►

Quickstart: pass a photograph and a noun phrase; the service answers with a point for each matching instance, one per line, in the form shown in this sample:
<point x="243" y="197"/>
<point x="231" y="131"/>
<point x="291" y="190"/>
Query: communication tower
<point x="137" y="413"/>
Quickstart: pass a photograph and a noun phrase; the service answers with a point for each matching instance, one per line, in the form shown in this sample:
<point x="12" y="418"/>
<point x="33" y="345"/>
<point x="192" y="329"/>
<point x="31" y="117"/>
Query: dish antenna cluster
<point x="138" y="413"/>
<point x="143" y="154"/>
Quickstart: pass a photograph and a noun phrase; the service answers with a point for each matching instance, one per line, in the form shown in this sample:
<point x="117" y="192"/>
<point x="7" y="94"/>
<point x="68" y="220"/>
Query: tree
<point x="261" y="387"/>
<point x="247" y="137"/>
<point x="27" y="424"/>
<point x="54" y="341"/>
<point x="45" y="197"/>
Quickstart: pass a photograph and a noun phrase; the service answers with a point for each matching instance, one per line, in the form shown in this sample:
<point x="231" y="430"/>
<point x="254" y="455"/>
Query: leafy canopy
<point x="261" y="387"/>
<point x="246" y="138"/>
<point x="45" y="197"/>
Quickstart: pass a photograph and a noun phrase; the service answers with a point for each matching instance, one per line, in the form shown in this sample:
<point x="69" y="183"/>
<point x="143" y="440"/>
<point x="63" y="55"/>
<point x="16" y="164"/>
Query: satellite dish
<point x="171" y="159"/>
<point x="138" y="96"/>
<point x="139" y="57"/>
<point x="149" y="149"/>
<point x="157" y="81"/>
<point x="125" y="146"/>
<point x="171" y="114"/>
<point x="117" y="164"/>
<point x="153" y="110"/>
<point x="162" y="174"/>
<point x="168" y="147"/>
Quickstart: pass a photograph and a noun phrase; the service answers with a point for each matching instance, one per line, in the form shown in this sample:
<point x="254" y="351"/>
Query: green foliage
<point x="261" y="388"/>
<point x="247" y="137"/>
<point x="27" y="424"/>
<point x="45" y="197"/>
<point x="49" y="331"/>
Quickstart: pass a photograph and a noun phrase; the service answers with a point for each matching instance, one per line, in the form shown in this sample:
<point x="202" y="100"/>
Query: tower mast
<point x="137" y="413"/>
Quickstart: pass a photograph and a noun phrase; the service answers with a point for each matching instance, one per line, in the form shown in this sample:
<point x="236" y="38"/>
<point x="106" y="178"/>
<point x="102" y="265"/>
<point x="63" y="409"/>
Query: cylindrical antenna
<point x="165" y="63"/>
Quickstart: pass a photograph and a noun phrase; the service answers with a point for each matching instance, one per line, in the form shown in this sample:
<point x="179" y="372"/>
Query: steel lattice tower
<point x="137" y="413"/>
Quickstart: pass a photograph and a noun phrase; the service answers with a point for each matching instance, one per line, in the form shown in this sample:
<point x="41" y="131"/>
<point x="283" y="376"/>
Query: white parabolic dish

◄
►

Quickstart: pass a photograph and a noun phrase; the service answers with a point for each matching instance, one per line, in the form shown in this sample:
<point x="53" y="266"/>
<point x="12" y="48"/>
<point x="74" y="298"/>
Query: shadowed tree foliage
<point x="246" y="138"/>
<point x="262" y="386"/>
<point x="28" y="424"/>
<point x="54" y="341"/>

◄

Given the data above, transcribe exactly the lines from the one containing "Query: green foliage" down to the one containing "Query: white parabolic dish", and no others.

Query: green foliage
<point x="261" y="388"/>
<point x="247" y="137"/>
<point x="27" y="424"/>
<point x="45" y="197"/>
<point x="49" y="331"/>
Quickstart: pass a photograph and a noun phrase; the service answers with a point for each matching instance, one per line, in the form shown in this sample:
<point x="202" y="100"/>
Query: tower mast
<point x="137" y="413"/>
Quickstart: pass a photograph and a noun phrase; the service answers with a point for each matching instance, one per line, in the form shown in this sample:
<point x="236" y="38"/>
<point x="106" y="178"/>
<point x="102" y="265"/>
<point x="63" y="409"/>
Query: cylindrical antenna
<point x="165" y="63"/>
Quickstart: pass a photograph and a noun phrase; the service answers with a point for each matching instance, one per line, in the form shown in this sample:
<point x="179" y="372"/>
Query: steel lattice tower
<point x="137" y="413"/>
Quickstart: pass a photograph and a noun phrase; the service answers with a point for each matching instance, one per line, in the form shown in this sample:
<point x="41" y="131"/>
<point x="283" y="376"/>
Query: white parabolic dish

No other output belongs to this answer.